(Photo-based referring expression data)
----------------

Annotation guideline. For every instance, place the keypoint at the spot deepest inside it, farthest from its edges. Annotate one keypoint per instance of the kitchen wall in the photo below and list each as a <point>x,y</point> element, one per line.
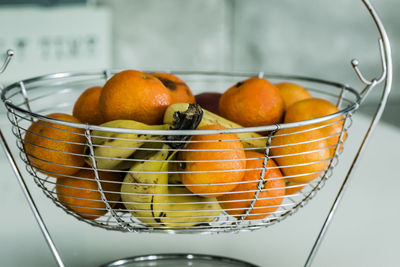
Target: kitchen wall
<point>314,38</point>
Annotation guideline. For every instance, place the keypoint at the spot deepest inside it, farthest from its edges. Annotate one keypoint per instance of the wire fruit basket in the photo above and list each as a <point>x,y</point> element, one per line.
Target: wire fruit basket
<point>132,177</point>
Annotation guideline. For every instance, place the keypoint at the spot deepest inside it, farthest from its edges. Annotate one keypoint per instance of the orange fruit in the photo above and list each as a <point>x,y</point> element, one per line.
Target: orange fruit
<point>292,93</point>
<point>54,149</point>
<point>134,95</point>
<point>80,194</point>
<point>268,200</point>
<point>292,187</point>
<point>179,90</point>
<point>253,102</point>
<point>312,108</point>
<point>212,164</point>
<point>301,153</point>
<point>86,108</point>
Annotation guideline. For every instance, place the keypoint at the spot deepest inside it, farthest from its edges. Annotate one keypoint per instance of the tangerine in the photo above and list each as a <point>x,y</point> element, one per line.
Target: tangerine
<point>312,108</point>
<point>301,152</point>
<point>212,164</point>
<point>253,102</point>
<point>86,108</point>
<point>179,90</point>
<point>81,193</point>
<point>55,149</point>
<point>270,196</point>
<point>134,95</point>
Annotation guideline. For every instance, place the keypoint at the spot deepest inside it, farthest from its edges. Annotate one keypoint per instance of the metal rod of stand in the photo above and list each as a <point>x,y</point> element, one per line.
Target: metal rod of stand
<point>387,75</point>
<point>31,203</point>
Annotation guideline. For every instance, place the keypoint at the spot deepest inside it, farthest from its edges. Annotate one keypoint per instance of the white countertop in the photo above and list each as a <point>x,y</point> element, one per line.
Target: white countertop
<point>364,232</point>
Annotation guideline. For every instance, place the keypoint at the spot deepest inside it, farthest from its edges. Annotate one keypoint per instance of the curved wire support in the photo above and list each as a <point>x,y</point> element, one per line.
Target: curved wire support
<point>355,62</point>
<point>10,54</point>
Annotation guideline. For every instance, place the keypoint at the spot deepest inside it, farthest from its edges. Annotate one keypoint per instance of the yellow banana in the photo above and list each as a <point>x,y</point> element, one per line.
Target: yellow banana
<point>117,150</point>
<point>249,139</point>
<point>148,196</point>
<point>112,149</point>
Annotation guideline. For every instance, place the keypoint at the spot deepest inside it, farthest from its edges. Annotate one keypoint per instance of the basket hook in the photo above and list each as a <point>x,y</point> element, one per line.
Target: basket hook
<point>355,62</point>
<point>10,53</point>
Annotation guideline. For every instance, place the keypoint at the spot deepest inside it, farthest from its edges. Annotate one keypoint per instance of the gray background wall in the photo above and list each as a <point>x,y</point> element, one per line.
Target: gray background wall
<point>315,38</point>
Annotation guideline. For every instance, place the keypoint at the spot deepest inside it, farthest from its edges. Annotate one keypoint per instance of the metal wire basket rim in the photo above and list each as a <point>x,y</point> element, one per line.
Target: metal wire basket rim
<point>161,257</point>
<point>273,127</point>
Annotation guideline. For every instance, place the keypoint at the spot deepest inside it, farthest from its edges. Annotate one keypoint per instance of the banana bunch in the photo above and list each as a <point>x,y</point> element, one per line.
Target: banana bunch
<point>116,151</point>
<point>150,198</point>
<point>248,139</point>
<point>151,191</point>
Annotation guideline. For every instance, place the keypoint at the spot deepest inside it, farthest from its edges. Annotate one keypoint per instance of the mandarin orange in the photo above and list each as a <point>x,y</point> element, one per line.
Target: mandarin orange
<point>292,93</point>
<point>253,102</point>
<point>86,108</point>
<point>179,90</point>
<point>81,194</point>
<point>134,95</point>
<point>54,149</point>
<point>268,200</point>
<point>302,153</point>
<point>212,163</point>
<point>312,108</point>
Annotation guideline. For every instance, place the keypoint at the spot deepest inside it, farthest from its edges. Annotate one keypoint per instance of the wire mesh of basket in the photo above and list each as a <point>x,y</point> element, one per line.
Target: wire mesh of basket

----------------

### Work request:
The records are to be returned word for word, without any of their pictures.

### Written solution:
Annotation guideline. For every instance, place the keypoint at the spot deepest inside it, farthest from its edges. Annotate one keypoint per instance of the kitchen wall in the photo below and list each as a <point>x,y</point> element, one per line.
Target: kitchen wall
<point>314,38</point>
Annotation guideline. For every instance, place the keypoint at the spot deepest inside it, farthest from its edges. Annotate one keypoint per instance of the wire fruit basket in the photo above and list each as a <point>x,y</point> element, one per line.
Target: wire fruit basket
<point>132,177</point>
Annotation guideline. For every instance, place the keypoint at the spot deepest inside it, farthest from its edges. Annotate one keypoint per instance of the orange fruit in the photo above and list each as a <point>x,y</point> element, one per line.
Target: orange fruit
<point>292,93</point>
<point>54,149</point>
<point>134,95</point>
<point>80,194</point>
<point>268,200</point>
<point>292,187</point>
<point>179,90</point>
<point>253,102</point>
<point>312,108</point>
<point>212,164</point>
<point>301,153</point>
<point>86,108</point>
Annotation guideline. For every instance, place the keypoint at the spot deepest inside it, farthest from its edges. Annotate one keypoint per instance of the tangerine in the photo above and list each as a <point>x,y</point> element, one per line.
Target: tangerine
<point>312,108</point>
<point>301,152</point>
<point>212,164</point>
<point>253,102</point>
<point>86,108</point>
<point>179,90</point>
<point>81,193</point>
<point>55,149</point>
<point>270,196</point>
<point>134,95</point>
Annotation guideline. For every instance, place the keypoint at the spot deepest inside it, farthest from its edges. Annotate one keypoint per instance of the metal rod of stand in the photo above and list each as a <point>x,y</point> element, one per line.
Target: metal rod of stand
<point>387,75</point>
<point>31,203</point>
Annotation guideline. For every instance, place the keypoint at the spot deepest inside it, farthest from its edges. Annotate one keypoint per instance of the white countertop in the photo above and list each as a <point>x,y</point> element, one per line.
Target: white countertop
<point>364,232</point>
Annotation guideline. For every instance, place the keypoint at the spot deepest inside it, farthest from its edges. Annotate one keypoint per instance of the curved wire support in the photo above and list each as a <point>x,y</point> element, one per line.
Target: curved wire support
<point>355,62</point>
<point>10,54</point>
Annotation guideline. For every instance, place the keypoint at the spot deepest inside it, farthest from its edges. Annotate one keypoint per instance of the yellow banana in the photo above and list each as a <point>x,y</point> element, one per line.
Target: yellow banana
<point>117,150</point>
<point>249,139</point>
<point>148,196</point>
<point>112,149</point>
Annotation guideline. For every instance, place the keypoint at the spot deepest inside it, farthest from its edges. Annotate one keypoint per instance of the basket hook in the photo above and list each as a <point>x,y</point> element, one per line.
Target: basket hook
<point>355,62</point>
<point>10,53</point>
Annotation guideline. For every instance, place the keypoint at the spot deepest inside it, farthest from its edges. Annotate one keypoint per instance of the gray background wall in the photo above and list each as a <point>x,y</point> element, one per line.
Target: gray background wall
<point>315,38</point>
Annotation guideline. For every instance, place the keypoint at the spot deepest inside it, farthest from its edges. Annotate one keypoint per instance of the metal wire basket rim in the photo above and list each as a <point>x,y</point> element, one per line.
Target: metal wire basket rim
<point>161,257</point>
<point>273,127</point>
Annotation guideline. For every instance, place the keypoint at the spot deepest inside it, farthest from its edges. Annotate one keypoint per instance of the banana bunch in the photo above and list each as a <point>x,y</point> element, one per line.
Target: banana bunch
<point>116,151</point>
<point>150,198</point>
<point>248,139</point>
<point>151,191</point>
Annotation guideline. For every instance, place the keypoint at the spot deepest inside it, farthest from its edges. Annotate one keypoint per instance of the mandarin orange in the photo above and list each as a <point>x,y</point> element, one per line.
Target: mandarin orange
<point>292,93</point>
<point>253,102</point>
<point>86,108</point>
<point>179,90</point>
<point>81,194</point>
<point>134,95</point>
<point>54,149</point>
<point>268,200</point>
<point>302,153</point>
<point>212,163</point>
<point>312,108</point>
Annotation guideline. For every instance, place the keypoint at the spot deepest inside it, farthest from its edges. Annotate one keypoint per instance of the wire mesh of basket in the photo above and list each as a <point>x,y</point> element, one per line.
Target: wire mesh of basket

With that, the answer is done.